• The problem
Please copy the rows from the line with "Target: blue string light decoration" through the end of the rows, swapping "asphalt" for "pavement". Leave everything else unchanged.

• Dataset excerpts on object pointing
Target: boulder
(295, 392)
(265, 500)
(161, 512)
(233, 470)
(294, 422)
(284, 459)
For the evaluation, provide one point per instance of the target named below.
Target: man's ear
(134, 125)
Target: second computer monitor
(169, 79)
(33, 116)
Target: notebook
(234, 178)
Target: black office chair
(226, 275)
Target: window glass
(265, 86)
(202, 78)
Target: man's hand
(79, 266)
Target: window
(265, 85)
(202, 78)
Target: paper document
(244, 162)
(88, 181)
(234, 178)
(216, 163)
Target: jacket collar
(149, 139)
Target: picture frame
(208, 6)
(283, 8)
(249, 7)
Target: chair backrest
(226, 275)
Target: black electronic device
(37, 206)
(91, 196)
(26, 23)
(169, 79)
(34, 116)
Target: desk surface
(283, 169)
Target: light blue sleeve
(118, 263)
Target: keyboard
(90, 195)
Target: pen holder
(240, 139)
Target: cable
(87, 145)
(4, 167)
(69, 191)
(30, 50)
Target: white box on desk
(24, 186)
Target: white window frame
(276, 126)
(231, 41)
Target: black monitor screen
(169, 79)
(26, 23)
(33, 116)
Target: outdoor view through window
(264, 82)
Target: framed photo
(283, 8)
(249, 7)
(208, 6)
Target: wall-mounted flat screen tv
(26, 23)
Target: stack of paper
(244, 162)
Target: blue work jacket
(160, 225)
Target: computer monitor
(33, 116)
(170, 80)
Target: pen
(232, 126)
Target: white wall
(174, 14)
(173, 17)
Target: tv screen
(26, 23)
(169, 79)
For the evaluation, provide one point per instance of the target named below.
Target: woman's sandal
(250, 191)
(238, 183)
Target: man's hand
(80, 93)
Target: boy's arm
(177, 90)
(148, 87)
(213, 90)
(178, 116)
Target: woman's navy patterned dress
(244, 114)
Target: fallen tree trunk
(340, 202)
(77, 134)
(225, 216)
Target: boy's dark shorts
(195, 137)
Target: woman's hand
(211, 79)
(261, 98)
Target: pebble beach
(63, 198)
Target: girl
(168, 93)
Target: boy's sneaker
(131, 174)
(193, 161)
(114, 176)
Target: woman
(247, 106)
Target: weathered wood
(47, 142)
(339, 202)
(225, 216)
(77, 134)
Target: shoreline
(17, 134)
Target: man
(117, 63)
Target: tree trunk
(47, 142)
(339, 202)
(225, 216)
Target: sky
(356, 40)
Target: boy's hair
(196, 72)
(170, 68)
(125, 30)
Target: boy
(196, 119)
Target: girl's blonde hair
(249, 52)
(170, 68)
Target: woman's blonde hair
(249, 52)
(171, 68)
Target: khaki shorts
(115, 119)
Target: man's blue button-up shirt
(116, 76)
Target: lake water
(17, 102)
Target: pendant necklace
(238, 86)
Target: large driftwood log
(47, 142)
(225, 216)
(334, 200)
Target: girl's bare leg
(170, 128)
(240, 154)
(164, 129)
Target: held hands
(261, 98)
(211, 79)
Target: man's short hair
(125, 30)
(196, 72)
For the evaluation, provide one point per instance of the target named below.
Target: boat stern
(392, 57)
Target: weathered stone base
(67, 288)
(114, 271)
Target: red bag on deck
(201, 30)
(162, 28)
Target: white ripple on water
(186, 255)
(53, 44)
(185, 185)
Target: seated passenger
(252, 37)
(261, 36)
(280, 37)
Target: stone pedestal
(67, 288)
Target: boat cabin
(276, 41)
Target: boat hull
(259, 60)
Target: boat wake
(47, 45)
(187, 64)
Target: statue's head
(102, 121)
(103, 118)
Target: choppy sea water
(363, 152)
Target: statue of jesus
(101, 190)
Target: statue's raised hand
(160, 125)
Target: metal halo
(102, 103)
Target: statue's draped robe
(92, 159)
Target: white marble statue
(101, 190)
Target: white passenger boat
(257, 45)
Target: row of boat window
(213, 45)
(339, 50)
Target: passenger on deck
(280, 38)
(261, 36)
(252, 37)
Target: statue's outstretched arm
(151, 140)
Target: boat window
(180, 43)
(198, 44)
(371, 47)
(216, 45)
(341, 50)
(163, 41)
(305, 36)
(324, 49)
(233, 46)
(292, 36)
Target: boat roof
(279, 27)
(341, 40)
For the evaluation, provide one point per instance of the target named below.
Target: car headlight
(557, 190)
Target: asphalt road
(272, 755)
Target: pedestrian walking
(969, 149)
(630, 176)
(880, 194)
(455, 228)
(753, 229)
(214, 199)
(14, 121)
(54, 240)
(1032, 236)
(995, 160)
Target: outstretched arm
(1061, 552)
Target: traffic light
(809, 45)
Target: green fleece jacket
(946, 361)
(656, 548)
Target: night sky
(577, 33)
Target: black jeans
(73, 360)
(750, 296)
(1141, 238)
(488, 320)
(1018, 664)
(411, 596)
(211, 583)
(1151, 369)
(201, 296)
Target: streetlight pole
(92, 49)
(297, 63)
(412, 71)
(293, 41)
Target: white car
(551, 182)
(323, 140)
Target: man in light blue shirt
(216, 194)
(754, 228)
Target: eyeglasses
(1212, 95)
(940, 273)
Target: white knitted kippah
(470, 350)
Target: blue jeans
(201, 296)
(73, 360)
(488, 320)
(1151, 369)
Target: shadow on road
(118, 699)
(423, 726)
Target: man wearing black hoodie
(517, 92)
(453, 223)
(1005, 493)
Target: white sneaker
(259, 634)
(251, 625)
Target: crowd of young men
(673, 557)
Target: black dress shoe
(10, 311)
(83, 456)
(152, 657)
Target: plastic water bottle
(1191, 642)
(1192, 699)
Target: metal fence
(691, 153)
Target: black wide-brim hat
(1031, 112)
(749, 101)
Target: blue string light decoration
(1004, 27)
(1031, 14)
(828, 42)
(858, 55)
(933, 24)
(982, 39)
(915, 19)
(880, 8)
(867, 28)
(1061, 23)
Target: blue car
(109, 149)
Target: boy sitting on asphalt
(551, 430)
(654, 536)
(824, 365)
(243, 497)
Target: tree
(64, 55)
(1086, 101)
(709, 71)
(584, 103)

• Exercise output
Target: blue string light decoration
(1004, 27)
(1031, 14)
(828, 42)
(858, 55)
(933, 24)
(982, 39)
(915, 19)
(880, 8)
(867, 28)
(1061, 23)
Target: blue car
(109, 149)
Target: boy sitting on pavement
(551, 430)
(654, 536)
(824, 365)
(243, 497)
Target: tree
(64, 55)
(1086, 101)
(709, 71)
(584, 103)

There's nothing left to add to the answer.